Exercise aim:
Give the data again exactly as it appears.

[Dataset entries]
:::::
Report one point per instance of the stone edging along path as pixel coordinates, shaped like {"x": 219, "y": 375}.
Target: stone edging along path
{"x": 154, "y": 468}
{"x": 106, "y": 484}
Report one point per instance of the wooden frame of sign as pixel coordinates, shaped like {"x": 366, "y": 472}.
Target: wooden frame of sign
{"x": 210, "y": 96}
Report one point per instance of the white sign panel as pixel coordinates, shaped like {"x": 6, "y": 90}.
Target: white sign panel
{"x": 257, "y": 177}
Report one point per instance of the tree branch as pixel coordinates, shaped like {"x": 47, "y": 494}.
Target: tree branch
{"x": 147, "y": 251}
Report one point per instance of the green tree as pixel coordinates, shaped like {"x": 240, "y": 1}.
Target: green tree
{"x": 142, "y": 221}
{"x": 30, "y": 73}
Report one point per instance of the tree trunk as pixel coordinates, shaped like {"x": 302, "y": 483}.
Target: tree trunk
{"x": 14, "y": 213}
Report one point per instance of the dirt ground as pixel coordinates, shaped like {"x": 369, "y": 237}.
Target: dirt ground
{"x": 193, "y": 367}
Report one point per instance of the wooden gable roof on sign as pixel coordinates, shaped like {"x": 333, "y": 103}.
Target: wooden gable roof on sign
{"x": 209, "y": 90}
:::::
Answer for this exercise:
Report one point per instance of the stone edging along path as pixel coordinates, shaped like {"x": 219, "y": 375}.
Target: stone edging along path
{"x": 154, "y": 468}
{"x": 106, "y": 484}
Report one point per instance of the wooden frame of sign as pixel coordinates, shaped like {"x": 366, "y": 472}.
Target: wooden frame of sign
{"x": 210, "y": 96}
Report one point per instance of the white sign panel as pixel coordinates, shaped like {"x": 6, "y": 90}.
Target: white sign panel
{"x": 257, "y": 177}
Report one point per instance of the tree branch as pixel coordinates, shaped like {"x": 47, "y": 494}.
Target: tree branch
{"x": 147, "y": 251}
Report one point per instance of the green tree as pixel coordinates, shaped like {"x": 240, "y": 1}.
Target: green tree
{"x": 142, "y": 221}
{"x": 30, "y": 73}
Report one point per instance of the tree trunk as pixel coordinates, shaped like {"x": 302, "y": 483}.
Target: tree trunk
{"x": 14, "y": 213}
Report one point per instance of the dirt ground as pixel coordinates, shaped like {"x": 369, "y": 237}.
Target: dirt ground
{"x": 193, "y": 367}
Report one point per instance of the wooden gable roof on sign as pixel coordinates, shaped like {"x": 333, "y": 103}.
Target: wooden gable roof on sign
{"x": 209, "y": 90}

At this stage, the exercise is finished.